TASK TO CARRY OUT:
Count the lines in the entries below that contain the string "holding", with case taken into account. Reply with the number alone.

EXTRACTED DATA:

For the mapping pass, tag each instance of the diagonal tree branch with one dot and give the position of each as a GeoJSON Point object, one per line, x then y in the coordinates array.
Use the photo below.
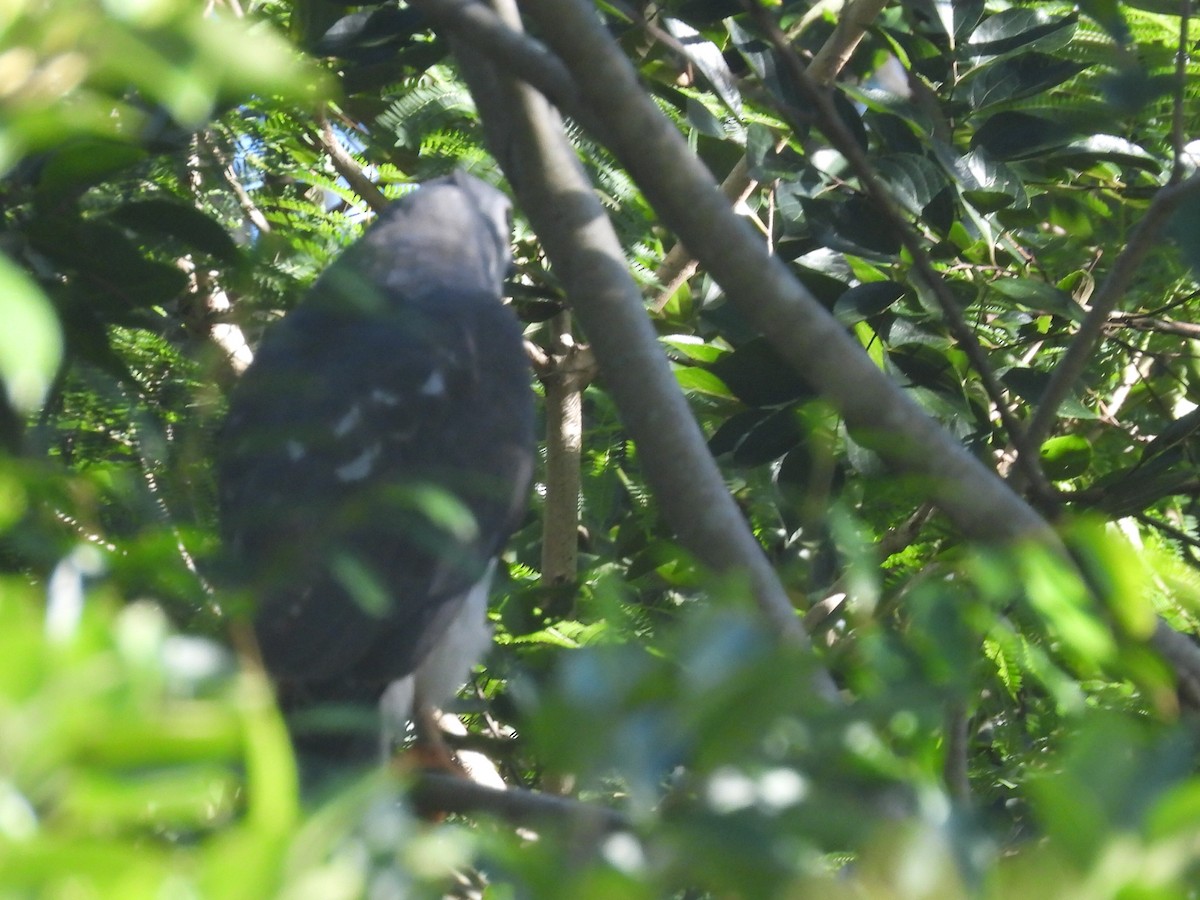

* * *

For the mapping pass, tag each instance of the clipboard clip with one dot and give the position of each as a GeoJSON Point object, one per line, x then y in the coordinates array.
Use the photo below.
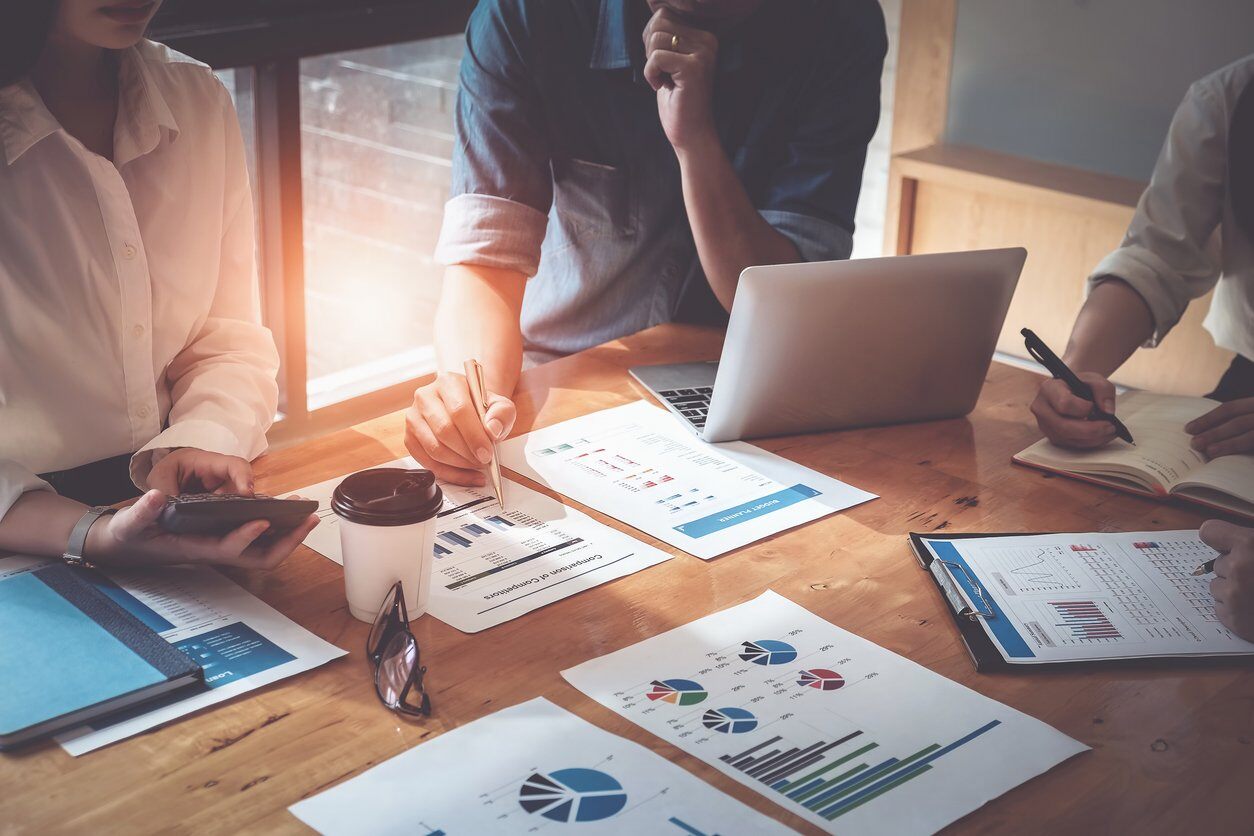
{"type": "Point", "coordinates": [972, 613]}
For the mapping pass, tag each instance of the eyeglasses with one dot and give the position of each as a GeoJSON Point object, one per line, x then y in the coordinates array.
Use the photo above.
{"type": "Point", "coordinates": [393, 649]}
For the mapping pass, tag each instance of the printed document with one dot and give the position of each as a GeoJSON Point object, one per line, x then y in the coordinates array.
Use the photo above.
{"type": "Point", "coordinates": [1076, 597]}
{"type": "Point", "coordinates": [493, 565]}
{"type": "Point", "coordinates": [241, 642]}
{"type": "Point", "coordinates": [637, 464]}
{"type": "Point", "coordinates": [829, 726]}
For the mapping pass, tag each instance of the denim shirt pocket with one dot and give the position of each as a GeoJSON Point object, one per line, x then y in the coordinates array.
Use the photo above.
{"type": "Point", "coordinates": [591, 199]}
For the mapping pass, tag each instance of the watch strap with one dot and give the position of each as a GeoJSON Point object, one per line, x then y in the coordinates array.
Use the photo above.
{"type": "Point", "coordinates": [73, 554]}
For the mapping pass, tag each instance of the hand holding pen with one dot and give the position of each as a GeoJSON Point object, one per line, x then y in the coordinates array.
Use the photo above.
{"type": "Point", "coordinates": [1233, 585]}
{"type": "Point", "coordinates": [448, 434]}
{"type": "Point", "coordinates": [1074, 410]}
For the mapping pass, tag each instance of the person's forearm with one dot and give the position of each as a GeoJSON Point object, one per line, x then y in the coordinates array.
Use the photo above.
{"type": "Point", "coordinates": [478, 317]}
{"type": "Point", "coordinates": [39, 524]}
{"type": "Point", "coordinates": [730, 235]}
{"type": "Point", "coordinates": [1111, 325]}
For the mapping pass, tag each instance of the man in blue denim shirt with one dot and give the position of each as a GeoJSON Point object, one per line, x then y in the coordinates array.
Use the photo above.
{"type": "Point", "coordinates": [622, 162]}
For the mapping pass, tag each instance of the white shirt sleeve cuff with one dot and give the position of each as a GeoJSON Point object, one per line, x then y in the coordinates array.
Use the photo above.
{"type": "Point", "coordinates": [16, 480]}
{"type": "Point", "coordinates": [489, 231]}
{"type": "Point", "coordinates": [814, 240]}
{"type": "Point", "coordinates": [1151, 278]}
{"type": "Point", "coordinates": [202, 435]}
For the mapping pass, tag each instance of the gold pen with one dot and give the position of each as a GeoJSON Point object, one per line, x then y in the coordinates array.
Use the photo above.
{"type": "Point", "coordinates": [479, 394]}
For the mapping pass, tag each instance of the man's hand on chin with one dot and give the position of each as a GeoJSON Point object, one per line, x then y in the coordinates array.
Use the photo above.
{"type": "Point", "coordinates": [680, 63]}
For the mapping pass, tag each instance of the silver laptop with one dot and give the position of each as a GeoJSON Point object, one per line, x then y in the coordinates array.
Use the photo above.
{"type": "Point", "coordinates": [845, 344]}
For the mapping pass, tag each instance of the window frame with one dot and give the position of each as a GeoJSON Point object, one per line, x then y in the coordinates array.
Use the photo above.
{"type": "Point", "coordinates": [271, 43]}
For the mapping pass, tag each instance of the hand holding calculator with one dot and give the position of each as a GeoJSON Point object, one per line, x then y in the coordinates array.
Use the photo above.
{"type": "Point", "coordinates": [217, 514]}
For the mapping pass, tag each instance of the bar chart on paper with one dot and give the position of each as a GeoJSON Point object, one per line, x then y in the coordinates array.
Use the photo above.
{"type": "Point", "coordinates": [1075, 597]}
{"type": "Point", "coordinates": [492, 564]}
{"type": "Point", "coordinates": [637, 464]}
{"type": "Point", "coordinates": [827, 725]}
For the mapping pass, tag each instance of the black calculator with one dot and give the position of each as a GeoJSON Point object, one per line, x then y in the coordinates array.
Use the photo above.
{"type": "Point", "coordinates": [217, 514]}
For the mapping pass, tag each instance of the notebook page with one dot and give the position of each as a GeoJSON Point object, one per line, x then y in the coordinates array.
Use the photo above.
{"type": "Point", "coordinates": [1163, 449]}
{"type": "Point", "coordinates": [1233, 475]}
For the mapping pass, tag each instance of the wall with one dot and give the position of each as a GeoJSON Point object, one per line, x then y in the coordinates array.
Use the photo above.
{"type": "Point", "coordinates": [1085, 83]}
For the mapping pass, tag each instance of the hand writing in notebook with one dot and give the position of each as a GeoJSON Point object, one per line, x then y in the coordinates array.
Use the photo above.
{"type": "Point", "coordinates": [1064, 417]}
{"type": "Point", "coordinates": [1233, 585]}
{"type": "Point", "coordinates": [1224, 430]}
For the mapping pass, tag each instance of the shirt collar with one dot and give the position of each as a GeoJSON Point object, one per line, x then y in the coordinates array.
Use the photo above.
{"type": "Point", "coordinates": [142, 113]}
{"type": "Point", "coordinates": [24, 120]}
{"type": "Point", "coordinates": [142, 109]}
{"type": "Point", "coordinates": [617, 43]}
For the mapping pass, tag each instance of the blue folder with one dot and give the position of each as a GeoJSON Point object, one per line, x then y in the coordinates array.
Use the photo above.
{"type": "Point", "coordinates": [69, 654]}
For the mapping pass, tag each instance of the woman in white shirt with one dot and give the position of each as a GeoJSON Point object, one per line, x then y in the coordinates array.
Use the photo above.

---

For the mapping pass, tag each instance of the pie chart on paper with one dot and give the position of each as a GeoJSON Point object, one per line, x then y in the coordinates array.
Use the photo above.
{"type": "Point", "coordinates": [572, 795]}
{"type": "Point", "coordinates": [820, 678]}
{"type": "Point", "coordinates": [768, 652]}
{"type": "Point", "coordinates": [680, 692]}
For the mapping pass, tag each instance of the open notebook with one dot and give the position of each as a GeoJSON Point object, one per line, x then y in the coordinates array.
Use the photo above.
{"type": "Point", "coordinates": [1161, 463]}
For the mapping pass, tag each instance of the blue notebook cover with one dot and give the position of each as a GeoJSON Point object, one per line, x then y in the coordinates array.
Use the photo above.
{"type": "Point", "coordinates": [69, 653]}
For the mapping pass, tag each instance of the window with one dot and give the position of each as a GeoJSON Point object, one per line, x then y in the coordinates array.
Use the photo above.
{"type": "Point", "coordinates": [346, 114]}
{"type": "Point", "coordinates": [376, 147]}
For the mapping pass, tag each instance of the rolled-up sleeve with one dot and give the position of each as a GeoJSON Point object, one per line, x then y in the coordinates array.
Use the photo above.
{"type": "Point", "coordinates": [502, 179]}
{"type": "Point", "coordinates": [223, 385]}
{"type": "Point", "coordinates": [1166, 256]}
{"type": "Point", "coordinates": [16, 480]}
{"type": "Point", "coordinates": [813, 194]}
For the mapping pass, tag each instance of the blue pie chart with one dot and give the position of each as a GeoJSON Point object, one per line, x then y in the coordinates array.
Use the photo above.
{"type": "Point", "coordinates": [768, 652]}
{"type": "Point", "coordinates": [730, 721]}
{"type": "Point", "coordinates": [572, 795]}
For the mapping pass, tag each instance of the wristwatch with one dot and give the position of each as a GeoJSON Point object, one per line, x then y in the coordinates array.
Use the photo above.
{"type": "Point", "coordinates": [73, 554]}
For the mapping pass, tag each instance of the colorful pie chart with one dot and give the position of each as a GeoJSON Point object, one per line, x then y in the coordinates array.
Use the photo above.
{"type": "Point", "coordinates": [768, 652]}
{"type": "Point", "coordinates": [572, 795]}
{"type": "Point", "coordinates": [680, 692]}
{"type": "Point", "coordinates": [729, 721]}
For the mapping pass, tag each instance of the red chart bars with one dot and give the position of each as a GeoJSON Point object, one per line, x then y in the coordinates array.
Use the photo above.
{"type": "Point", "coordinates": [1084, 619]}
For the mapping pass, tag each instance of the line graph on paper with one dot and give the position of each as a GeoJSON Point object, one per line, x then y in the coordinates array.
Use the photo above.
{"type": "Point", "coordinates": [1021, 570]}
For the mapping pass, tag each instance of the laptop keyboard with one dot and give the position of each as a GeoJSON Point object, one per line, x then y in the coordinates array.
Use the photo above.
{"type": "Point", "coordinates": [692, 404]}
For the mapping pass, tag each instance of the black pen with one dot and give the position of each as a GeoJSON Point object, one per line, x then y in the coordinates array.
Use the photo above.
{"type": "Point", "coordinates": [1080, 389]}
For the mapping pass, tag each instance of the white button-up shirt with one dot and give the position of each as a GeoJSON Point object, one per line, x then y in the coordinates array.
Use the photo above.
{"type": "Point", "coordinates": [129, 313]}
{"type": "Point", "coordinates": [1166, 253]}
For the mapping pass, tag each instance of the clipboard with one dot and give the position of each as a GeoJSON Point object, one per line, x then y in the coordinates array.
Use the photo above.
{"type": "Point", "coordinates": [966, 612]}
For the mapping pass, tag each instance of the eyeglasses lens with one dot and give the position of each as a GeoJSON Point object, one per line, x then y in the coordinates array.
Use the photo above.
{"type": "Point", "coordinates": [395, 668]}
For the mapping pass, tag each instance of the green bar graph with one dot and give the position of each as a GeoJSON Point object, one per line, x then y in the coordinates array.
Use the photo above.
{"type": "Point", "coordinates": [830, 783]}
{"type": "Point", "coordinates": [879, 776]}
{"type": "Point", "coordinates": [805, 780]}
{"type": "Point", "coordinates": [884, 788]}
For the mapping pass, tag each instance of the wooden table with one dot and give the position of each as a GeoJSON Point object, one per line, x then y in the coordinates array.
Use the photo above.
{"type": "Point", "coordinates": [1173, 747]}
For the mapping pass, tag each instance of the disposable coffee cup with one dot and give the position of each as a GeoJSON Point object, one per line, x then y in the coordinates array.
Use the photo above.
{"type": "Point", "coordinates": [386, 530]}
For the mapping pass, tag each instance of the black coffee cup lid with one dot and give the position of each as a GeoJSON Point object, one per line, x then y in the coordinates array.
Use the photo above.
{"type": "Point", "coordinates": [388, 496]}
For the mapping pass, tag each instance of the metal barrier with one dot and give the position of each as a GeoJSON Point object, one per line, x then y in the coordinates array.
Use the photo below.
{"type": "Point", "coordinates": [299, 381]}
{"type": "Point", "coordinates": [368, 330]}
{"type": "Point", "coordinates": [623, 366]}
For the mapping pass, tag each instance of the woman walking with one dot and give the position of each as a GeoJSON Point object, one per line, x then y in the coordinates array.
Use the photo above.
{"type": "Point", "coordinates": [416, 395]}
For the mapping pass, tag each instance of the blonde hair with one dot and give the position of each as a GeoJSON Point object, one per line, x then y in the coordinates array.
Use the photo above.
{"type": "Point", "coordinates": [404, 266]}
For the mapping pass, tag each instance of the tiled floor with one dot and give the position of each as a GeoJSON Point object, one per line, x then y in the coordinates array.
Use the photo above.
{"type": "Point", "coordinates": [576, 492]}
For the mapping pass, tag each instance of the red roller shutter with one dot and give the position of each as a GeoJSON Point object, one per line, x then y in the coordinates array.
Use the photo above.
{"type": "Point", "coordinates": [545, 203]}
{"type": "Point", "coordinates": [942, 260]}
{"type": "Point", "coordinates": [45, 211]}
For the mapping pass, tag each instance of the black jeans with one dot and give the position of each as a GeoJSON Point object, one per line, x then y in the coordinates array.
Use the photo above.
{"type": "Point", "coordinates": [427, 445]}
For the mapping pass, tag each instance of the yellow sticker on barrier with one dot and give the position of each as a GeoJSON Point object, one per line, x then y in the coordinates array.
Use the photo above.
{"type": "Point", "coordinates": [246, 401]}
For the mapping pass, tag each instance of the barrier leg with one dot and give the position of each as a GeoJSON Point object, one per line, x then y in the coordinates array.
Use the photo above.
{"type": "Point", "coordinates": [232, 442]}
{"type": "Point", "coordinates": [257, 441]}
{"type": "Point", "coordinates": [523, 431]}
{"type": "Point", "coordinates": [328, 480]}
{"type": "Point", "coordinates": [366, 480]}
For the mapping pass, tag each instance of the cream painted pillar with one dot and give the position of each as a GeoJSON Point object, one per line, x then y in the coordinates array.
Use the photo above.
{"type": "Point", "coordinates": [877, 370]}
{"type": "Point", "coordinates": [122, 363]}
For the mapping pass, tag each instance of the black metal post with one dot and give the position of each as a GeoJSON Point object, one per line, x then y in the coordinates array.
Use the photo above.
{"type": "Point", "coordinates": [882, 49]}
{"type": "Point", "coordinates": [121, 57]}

THE SOLUTION:
2